■ Polecenie ■
Co według fragmentu dokumentu jest oznaką, że miasto żyje? Odpowiedz jednym lub dwoma zdaniami.
━━━━━ Fragment dokumentu
Artykuły

Warszawskie Spotkania Teatralne. Dzień drugi

To, wydawałoby się, oklepana historia, która została tak zrealizowana, że wszyscy zdają się pytać: "Jak to wszystko może do siebie pasować?" A jednak pasuje - o spektaklu "Odprawa posłów greckich" ze Starego Teatru w Krakowie na Warszawskich Spotkań Teatralnych pisze Borough of Islington z Nowej Siły Krytycznej.

EKG miasta w normie. Fale obywateli przeciskają się miarowo chodnikami, a sygnalizacja świetlna wybija ten sam niezmienny rytm. Miasto pulsuje w takt bieli i czerwieni. Ruch w zdrowych arteriach ulic jest oznaką, że miasto żyje. Jednak na pewnym placu, w pewnym pałacu słychać niepokojące szmery. Od 30 marca z Pałacu Kultury i Nauki dobiegają ciężkie oddechy, z charakterystycznym świstem w płucach. Tętno idzie w górę. Kto ma uszy niechaj słucha. To Zadara nadaje o polskości.
━━━━━━━━━━
━━━━━ Wyodrębnione dane
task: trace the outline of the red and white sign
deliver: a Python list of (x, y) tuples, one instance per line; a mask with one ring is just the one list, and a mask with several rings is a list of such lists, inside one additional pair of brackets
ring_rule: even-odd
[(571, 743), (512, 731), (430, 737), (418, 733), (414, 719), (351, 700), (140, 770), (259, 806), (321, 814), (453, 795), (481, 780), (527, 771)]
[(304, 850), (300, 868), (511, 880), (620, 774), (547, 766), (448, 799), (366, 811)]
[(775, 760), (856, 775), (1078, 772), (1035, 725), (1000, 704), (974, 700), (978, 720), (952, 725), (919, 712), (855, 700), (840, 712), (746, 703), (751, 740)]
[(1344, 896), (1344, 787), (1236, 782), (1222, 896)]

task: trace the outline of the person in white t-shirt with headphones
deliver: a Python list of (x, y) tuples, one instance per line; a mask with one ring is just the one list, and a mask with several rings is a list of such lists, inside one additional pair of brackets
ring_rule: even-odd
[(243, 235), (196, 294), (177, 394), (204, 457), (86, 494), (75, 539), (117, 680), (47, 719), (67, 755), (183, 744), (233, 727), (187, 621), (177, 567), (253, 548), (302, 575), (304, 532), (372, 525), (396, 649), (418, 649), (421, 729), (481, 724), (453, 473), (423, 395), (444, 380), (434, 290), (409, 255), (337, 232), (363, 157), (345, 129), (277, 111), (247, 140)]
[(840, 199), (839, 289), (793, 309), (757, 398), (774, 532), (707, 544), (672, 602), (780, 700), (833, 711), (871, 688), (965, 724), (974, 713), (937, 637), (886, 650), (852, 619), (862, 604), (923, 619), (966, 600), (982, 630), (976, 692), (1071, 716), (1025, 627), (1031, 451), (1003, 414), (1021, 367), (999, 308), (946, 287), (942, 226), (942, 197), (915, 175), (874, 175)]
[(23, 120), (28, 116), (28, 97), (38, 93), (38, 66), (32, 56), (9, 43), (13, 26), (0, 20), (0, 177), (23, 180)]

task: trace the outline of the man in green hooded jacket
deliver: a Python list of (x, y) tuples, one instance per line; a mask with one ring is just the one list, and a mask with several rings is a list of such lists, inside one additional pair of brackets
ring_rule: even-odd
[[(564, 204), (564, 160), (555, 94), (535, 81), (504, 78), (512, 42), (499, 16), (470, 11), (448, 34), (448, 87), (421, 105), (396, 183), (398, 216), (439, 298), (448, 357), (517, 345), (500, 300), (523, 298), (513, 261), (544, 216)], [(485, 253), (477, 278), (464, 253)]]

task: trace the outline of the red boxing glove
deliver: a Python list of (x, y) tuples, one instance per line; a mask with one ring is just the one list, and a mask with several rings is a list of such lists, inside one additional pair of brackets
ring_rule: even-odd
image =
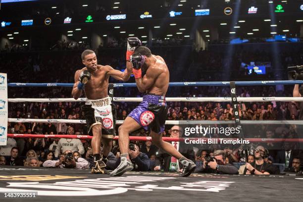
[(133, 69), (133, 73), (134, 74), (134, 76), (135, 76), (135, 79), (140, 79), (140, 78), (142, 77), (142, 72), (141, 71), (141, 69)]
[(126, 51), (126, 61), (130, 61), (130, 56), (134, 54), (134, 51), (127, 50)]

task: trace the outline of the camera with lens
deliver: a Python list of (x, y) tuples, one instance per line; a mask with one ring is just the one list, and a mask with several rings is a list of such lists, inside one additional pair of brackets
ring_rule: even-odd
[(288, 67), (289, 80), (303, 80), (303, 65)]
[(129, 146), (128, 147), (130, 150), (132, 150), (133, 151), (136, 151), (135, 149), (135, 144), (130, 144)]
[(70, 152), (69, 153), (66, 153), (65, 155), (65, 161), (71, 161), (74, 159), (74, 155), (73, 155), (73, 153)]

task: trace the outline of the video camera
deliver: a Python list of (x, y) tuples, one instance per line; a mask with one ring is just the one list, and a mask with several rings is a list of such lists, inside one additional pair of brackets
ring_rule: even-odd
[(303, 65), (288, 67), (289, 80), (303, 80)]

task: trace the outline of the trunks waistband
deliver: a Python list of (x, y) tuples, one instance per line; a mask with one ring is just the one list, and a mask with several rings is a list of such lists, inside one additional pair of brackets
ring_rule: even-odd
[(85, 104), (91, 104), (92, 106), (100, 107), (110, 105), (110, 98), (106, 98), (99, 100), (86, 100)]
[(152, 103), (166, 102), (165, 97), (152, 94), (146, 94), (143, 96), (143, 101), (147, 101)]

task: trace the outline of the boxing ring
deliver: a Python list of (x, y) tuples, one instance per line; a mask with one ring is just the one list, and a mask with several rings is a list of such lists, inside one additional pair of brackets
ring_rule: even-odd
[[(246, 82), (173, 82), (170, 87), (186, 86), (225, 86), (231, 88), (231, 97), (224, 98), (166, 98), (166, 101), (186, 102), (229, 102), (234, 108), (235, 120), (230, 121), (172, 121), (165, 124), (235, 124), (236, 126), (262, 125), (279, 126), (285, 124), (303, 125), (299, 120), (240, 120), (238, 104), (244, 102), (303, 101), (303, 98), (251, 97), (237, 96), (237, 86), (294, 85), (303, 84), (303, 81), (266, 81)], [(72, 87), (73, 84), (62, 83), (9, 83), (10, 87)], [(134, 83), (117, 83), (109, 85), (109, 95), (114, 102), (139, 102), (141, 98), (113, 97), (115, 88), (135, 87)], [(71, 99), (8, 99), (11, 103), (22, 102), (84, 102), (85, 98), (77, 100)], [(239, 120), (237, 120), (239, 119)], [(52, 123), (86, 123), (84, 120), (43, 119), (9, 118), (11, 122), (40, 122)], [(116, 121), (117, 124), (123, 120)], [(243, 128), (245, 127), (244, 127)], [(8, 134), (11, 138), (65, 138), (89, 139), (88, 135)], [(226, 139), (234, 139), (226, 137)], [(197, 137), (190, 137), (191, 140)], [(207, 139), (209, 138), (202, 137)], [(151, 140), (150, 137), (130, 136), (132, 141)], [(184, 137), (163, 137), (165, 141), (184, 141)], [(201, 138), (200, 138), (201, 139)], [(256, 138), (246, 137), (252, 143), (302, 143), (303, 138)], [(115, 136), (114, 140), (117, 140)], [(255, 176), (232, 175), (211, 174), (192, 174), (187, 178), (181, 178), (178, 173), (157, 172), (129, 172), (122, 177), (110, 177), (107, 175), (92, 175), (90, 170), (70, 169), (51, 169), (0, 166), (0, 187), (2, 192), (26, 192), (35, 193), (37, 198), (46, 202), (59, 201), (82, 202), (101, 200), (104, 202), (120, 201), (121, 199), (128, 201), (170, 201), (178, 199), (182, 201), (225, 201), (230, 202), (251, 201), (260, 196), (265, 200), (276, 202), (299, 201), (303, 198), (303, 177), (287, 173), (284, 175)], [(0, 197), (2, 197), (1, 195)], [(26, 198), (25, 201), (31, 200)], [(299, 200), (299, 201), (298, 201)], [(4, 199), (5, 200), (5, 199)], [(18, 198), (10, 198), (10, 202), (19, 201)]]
━━━━━━━━━━
━━━━━ Wyodrębnione dane
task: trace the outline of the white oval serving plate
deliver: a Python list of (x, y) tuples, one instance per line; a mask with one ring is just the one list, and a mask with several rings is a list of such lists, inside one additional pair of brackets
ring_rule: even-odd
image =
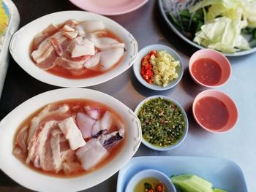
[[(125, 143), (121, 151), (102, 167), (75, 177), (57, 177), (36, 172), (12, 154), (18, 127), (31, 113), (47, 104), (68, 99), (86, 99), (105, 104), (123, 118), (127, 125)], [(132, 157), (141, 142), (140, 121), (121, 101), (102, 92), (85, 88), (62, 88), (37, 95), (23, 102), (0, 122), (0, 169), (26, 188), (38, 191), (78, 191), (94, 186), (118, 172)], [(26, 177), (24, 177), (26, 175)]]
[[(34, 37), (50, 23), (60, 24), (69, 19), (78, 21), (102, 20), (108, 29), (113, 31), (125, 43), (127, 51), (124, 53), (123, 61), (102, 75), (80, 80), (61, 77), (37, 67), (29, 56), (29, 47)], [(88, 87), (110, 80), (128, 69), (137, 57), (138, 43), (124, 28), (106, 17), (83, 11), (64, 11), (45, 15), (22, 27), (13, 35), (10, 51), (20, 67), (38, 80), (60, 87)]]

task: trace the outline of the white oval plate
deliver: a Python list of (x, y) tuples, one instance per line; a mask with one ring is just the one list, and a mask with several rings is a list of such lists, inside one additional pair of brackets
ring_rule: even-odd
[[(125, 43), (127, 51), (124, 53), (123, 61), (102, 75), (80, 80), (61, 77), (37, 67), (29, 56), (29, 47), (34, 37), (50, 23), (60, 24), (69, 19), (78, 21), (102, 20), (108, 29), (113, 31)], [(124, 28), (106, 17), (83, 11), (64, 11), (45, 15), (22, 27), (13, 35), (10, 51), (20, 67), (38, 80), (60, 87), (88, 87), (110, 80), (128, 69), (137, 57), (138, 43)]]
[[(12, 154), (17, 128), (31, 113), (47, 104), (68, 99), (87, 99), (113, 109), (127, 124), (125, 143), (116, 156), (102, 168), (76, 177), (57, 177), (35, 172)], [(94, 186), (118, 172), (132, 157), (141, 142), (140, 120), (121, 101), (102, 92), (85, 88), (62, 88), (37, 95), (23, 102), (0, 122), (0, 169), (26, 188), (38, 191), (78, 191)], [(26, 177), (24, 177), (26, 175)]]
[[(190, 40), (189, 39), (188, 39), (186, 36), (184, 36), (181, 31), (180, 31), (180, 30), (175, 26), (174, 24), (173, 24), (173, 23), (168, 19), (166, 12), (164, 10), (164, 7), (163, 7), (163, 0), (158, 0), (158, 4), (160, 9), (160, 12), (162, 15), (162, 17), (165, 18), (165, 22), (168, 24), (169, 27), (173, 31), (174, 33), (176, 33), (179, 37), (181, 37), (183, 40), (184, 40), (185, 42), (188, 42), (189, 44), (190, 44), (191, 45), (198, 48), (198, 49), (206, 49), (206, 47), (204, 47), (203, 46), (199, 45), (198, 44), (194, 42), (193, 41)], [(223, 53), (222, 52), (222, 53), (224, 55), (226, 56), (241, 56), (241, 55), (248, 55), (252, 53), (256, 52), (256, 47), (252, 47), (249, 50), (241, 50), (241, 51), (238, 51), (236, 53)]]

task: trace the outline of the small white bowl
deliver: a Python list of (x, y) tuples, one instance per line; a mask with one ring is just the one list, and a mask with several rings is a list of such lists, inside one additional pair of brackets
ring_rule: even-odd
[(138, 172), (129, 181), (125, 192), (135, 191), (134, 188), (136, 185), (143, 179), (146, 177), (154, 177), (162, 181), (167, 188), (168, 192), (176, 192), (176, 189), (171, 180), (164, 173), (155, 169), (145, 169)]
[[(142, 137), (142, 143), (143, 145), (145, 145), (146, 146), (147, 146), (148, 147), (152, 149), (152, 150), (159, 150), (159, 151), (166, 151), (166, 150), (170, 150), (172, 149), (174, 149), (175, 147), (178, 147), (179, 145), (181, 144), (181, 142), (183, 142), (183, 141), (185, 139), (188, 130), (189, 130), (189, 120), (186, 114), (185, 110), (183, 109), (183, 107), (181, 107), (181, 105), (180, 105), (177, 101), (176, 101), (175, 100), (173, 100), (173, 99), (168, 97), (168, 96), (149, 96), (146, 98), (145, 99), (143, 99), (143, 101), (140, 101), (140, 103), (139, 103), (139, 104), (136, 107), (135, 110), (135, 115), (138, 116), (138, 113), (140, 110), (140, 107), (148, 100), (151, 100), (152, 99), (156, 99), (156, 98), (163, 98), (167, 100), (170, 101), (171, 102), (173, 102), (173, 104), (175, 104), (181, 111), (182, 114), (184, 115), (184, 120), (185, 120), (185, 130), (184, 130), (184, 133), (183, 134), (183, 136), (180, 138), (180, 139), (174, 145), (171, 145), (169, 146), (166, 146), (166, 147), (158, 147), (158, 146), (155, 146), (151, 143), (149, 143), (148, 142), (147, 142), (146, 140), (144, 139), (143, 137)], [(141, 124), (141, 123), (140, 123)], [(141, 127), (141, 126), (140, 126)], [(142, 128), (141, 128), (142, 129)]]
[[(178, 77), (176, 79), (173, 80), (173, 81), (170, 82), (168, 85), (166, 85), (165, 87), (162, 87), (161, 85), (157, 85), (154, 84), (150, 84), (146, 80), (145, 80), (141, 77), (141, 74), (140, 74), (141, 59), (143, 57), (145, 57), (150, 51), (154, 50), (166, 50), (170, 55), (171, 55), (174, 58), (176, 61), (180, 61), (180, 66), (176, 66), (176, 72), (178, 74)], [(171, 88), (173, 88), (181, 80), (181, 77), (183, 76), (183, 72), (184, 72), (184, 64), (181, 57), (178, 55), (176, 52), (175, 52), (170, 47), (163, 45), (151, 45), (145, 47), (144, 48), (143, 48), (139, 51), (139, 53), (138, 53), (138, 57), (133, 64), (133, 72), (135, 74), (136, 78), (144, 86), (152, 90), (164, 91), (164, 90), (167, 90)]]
━━━━━━━━━━
■ Rozwiązanie ■
Oznaką tego jest ruch w zdrowych arteriach ulic: fale obywateli miarowo przeciskają się chodnikami, a sygnalizacja świetlna wybija ten sam niezmienny rytm.